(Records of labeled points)
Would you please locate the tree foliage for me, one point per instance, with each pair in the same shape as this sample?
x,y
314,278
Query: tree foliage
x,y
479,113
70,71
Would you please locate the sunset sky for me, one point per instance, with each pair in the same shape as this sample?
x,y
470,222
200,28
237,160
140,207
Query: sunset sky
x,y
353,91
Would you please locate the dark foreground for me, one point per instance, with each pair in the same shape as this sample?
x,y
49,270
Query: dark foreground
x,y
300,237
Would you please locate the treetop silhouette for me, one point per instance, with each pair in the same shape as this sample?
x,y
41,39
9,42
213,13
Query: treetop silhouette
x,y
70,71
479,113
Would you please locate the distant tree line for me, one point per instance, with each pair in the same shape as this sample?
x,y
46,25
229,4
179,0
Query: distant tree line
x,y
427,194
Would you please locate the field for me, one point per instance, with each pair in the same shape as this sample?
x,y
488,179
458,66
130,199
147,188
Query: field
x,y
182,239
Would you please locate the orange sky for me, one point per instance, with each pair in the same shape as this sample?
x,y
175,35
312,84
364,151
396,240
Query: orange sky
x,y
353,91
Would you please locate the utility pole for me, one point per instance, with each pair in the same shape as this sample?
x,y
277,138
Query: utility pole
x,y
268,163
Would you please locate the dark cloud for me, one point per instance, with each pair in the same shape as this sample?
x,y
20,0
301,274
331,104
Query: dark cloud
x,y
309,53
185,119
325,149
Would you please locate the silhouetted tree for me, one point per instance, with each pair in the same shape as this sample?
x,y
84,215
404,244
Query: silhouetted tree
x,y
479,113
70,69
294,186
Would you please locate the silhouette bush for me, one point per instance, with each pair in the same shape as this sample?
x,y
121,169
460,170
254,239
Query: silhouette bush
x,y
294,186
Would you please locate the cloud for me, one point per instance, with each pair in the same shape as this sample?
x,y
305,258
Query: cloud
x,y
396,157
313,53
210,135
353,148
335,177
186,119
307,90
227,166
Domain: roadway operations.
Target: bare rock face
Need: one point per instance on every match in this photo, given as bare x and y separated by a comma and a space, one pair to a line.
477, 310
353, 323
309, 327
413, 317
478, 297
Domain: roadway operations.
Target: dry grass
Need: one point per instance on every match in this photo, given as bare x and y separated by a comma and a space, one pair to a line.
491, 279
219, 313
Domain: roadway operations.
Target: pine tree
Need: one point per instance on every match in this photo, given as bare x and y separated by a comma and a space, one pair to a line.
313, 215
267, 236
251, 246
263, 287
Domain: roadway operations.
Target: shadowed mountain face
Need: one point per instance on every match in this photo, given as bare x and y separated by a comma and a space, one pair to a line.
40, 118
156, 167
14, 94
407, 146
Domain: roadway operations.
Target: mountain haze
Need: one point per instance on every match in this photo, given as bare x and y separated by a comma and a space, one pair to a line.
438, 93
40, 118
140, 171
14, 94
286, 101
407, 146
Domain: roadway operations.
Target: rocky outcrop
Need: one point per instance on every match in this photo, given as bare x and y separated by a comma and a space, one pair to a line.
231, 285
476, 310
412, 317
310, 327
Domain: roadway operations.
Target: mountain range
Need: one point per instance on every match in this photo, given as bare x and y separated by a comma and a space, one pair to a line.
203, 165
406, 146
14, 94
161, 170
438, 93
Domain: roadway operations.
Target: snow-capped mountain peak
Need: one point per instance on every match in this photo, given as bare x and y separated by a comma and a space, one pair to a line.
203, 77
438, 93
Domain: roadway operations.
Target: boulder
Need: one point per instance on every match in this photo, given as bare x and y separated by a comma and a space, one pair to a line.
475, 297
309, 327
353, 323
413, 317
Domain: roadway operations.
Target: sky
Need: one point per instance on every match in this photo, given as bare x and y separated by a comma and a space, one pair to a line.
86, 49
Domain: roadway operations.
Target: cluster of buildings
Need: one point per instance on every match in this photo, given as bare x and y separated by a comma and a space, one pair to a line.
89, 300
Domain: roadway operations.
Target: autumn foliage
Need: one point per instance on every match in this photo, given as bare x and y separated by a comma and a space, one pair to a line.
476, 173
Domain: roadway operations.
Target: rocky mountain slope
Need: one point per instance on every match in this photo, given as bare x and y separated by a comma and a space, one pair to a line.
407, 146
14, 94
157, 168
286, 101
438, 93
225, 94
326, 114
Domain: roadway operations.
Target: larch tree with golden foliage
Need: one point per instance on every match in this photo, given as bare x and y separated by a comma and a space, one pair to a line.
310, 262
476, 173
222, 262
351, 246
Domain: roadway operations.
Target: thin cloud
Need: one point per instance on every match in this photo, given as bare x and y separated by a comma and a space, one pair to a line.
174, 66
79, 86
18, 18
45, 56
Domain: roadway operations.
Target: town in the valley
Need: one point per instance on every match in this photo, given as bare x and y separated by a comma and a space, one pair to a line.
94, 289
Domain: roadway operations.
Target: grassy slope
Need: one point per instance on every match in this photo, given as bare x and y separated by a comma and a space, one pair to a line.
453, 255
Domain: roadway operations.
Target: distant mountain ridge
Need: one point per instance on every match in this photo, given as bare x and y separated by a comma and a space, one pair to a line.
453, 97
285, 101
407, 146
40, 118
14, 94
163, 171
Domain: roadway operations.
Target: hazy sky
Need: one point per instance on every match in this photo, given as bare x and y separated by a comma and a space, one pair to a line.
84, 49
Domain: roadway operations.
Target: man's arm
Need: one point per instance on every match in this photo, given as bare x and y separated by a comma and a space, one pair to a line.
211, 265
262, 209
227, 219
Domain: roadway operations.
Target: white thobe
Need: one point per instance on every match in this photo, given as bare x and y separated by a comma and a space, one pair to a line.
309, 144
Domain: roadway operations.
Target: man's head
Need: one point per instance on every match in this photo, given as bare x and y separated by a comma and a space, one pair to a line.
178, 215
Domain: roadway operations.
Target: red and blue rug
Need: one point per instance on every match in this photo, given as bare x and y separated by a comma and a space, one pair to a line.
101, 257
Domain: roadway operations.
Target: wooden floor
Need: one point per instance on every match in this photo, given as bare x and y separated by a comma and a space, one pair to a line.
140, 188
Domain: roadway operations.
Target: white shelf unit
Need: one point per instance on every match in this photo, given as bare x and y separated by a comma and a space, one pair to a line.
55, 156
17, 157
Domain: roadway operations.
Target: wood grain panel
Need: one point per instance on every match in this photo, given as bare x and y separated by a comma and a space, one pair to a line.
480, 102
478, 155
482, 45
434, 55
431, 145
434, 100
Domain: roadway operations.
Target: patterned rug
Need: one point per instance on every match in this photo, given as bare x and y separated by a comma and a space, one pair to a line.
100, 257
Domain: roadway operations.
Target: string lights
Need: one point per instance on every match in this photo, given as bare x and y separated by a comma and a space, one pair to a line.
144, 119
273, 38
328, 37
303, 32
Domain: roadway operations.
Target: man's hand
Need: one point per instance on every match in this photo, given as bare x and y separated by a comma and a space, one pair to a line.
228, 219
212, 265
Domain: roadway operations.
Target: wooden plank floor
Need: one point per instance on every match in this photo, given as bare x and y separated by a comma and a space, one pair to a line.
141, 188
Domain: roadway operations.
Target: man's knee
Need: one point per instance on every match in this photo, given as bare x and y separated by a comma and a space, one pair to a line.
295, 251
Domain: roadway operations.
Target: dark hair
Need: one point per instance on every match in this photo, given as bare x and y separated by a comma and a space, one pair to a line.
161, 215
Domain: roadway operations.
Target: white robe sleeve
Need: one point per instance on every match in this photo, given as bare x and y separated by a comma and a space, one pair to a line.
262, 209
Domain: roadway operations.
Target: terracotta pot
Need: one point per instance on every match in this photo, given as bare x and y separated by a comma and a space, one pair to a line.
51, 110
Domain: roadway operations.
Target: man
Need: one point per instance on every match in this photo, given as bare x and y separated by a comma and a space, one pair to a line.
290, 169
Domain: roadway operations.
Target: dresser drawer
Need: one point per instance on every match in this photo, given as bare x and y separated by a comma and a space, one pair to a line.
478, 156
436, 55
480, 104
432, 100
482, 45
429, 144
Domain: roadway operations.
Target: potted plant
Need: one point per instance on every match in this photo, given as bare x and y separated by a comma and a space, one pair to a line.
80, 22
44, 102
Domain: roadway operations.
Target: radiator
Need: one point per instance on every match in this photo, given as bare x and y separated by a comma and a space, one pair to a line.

• **Do this**
In the material above, count the lines that contain the word "wooden" and reply with the number alone.

• **The answer**
2